# Document segment:
Lords voted against the government yesterday, Monday, to support an amendment to the Higher Education and Research Bill. The amendment said that universities must uphold the principles of academic freedom and freedom of speech.

The Tories want their bill to give businesses power to set up and run universities, and to make higher education more “competitive”. The amendment makes that harder.

Sean Wallis is vice president of the UCU union at University College London and is on the union’s national executive committee. He has helped draw up an alternative white paper to oppose the government’s attacks.

Sean told Socialist Worker the Lords’ amendment is important because “it represents the clash of two very different ideological perspectives on the purpose of a university”.

He explained, “The premise of the HE bill is that a university is a kind of ‘higher education provider’ – like a toothpaste provider. The government has defined universities in this crass way because it opens the door to private companies setting up campuses and charging high tuition fees.

“Stating that ‘a university must uphold the principles of academic freedom and freedom of speech’ makes a very big distinction between a university and a private company.”


Sean stressed how this distinction makes a critical difference. “If you are a scientist working for a private company and you publish research criticising a commercial partner of your employer, you will almost certainly be fired,” he said.

“The engineering researchers in the US who blew the whistle on Volkswagen were probably funded by the automobile industry and needed their cooperation to test vehicles. But they found a big discrepancy between the industry’s published figures on emissions and what they saw in the lab.

“They were able to publish the results because they were protected by the principle of academic freedom – whistle-blowing clauses in their contracts.”

Sean said the defeat for the government in the Lords should spur campaigners to keep fighting the HE bill. “This amendment is a vindication of all those who have got organised to oppose the bill,” he said.

“The bill includes clauses that allow private companies to brand themselves as a university from day one. They would get the power to write degree programmes without any oversight.

“The amendment should be the start of many amendments that need to remove other clauses from the bill.”

When university workers struck over pay and conditions last year, fury at the HE bill had fuelled the desire of many to resist. The defeat should spur campaigners on to keep fighting against the whole of the HE bill.

# What to work on:
1) In the article on the Lords amendment to the Higher Education and Research Bill, what role does Sean Wallis hold at University College London?
2) From the article on the Lords amendment, reproduce without changes the part that opens with the words containing "When university workers" and closes with "of the HE bill.".

# Material provided:
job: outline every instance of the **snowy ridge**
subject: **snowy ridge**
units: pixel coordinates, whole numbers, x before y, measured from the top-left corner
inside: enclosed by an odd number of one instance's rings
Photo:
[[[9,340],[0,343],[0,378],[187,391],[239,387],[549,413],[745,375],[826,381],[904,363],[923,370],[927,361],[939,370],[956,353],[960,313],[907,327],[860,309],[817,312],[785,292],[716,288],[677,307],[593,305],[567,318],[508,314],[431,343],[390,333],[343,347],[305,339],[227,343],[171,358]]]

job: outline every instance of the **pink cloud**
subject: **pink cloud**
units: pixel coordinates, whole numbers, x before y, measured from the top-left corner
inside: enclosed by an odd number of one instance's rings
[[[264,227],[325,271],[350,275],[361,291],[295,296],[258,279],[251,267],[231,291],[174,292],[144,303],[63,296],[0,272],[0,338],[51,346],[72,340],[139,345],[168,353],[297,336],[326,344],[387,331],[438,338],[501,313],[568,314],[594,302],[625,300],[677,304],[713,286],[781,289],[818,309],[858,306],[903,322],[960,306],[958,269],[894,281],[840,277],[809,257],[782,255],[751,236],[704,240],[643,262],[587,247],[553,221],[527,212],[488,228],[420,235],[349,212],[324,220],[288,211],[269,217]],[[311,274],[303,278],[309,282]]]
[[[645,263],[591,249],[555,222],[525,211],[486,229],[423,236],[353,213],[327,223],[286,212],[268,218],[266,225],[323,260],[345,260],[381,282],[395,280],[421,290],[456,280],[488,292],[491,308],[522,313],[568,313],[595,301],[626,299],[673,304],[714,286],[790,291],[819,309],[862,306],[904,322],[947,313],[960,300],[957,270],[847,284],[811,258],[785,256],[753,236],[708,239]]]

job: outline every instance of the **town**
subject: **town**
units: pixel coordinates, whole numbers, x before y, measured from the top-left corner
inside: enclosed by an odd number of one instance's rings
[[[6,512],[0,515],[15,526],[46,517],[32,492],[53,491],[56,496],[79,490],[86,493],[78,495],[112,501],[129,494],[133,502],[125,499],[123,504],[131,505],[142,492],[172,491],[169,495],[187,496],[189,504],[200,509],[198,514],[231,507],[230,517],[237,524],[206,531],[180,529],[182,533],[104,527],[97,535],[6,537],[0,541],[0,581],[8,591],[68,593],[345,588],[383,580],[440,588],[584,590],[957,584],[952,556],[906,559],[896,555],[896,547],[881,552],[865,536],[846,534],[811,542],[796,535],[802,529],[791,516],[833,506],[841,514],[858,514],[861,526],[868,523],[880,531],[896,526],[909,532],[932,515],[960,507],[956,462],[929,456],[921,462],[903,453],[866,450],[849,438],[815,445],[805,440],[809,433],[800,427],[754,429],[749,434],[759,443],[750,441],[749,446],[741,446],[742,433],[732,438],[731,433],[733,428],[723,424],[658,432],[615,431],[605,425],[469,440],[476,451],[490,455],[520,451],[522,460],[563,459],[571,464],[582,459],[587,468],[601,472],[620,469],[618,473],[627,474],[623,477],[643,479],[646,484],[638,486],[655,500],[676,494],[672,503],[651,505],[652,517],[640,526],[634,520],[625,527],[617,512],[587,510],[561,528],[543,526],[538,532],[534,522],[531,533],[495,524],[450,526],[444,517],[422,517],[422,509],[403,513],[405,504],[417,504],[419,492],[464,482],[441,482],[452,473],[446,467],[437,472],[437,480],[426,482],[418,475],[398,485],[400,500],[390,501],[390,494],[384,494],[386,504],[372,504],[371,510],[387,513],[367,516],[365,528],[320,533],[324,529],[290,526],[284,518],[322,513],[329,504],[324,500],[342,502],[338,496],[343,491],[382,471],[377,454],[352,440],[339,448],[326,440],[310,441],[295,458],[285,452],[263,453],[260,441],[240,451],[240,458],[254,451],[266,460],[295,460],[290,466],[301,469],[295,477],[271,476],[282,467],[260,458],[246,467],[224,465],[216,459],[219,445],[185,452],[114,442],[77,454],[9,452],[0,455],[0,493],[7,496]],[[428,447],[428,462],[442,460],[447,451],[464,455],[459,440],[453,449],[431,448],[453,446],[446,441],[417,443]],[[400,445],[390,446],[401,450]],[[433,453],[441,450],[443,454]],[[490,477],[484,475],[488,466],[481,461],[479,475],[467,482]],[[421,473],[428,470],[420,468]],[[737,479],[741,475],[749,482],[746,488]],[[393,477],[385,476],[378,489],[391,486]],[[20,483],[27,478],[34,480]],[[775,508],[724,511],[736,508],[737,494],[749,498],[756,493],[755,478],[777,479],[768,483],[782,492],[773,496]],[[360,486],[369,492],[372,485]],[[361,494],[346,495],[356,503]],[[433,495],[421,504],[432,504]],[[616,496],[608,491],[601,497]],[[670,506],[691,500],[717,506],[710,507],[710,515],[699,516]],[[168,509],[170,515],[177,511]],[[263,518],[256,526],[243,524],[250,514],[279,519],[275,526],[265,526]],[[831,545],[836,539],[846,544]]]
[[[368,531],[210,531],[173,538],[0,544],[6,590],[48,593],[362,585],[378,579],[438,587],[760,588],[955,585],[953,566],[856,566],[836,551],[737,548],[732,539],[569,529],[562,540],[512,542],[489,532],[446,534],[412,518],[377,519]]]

# Per-task outputs:
1) He is vice president of the UCU union at University College London.

2)
When university workers struck over pay and conditions last year, fury at the HE bill had fuelled the desire of many to resist. The defeat should spur campaigners on to keep fighting against the whole of the HE bill.